Starting from the line that contains "Exercise. Spot the dirt", output every remaining line of the records below exactly as it appears, that line and the last one included.
#### MATERIAL FOR THIS EXERCISE
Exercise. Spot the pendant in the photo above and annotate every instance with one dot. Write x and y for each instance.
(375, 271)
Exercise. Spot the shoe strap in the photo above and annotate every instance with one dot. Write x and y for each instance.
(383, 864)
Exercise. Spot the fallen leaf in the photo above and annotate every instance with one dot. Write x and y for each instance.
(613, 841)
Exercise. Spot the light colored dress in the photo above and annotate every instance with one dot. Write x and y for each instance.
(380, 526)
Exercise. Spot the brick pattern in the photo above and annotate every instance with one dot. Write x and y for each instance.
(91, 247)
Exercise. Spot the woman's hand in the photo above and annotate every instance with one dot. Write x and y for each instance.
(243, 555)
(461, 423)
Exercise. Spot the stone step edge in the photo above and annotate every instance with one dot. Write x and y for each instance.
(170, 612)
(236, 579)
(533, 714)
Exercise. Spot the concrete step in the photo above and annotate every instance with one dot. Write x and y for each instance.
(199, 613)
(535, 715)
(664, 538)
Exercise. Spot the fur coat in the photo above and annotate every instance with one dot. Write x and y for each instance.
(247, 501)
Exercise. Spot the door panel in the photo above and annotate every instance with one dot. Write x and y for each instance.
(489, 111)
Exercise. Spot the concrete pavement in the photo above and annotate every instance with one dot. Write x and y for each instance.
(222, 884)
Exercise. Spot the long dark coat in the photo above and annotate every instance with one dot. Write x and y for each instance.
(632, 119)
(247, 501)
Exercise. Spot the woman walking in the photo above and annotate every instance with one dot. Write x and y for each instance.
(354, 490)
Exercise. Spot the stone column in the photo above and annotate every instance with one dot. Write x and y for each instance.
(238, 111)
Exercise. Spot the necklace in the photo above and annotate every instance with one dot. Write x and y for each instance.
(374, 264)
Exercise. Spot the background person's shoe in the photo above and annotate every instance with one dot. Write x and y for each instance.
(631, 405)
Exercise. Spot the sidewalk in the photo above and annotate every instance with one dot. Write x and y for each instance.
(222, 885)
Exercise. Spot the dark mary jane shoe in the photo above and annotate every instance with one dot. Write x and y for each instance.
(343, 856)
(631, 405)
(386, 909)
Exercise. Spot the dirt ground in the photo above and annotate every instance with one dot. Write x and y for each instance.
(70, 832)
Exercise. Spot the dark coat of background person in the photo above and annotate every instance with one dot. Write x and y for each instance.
########
» **RESPONSE TO THIS EXERCISE**
Exercise. Spot the dirt ground in the photo above and annotate every instance with one dot. Write x and y for each instance.
(70, 832)
Exercise. Spot the dark coat of background person in the photo above and annotate every instance with one dot. Write x and y for each instance.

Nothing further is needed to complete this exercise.